## Begin PROVIDED ENTRIES
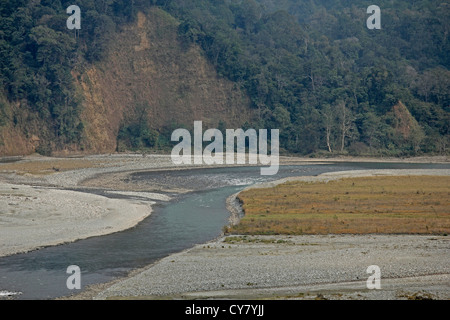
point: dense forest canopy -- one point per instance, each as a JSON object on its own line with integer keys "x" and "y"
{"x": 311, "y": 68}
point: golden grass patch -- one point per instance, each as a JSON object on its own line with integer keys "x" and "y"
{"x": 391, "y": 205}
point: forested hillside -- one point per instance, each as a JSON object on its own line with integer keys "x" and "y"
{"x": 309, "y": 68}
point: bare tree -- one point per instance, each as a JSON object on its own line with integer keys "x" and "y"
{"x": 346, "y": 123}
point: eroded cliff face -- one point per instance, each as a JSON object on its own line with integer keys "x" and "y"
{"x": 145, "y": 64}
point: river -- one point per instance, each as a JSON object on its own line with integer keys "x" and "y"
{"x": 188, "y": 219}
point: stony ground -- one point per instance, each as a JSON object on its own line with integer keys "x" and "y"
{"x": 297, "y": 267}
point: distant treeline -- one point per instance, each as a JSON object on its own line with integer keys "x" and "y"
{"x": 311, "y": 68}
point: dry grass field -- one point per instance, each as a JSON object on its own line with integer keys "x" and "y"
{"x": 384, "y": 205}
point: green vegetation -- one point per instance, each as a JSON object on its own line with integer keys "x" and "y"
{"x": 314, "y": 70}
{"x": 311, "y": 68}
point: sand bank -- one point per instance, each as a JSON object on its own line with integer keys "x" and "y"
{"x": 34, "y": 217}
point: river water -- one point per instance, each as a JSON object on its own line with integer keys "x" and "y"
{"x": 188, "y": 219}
## End PROVIDED ENTRIES
## Begin PROVIDED ENTRIES
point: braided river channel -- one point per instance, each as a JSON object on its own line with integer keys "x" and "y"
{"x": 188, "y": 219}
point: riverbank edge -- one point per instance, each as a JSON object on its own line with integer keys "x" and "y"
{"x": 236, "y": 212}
## End PROVIDED ENTRIES
- WORK TO BE COMPLETED -
Show each line of the data above that contains the string "grass", copied in full.

- EXERCISE SOLUTION -
point: golden grass patch -- one point per instance, each as a JSON object on its own line with integer keys "x" and "y"
point: dry grass field -- one point per instance, each as a JSON object on its own line with integer keys "x" and "y"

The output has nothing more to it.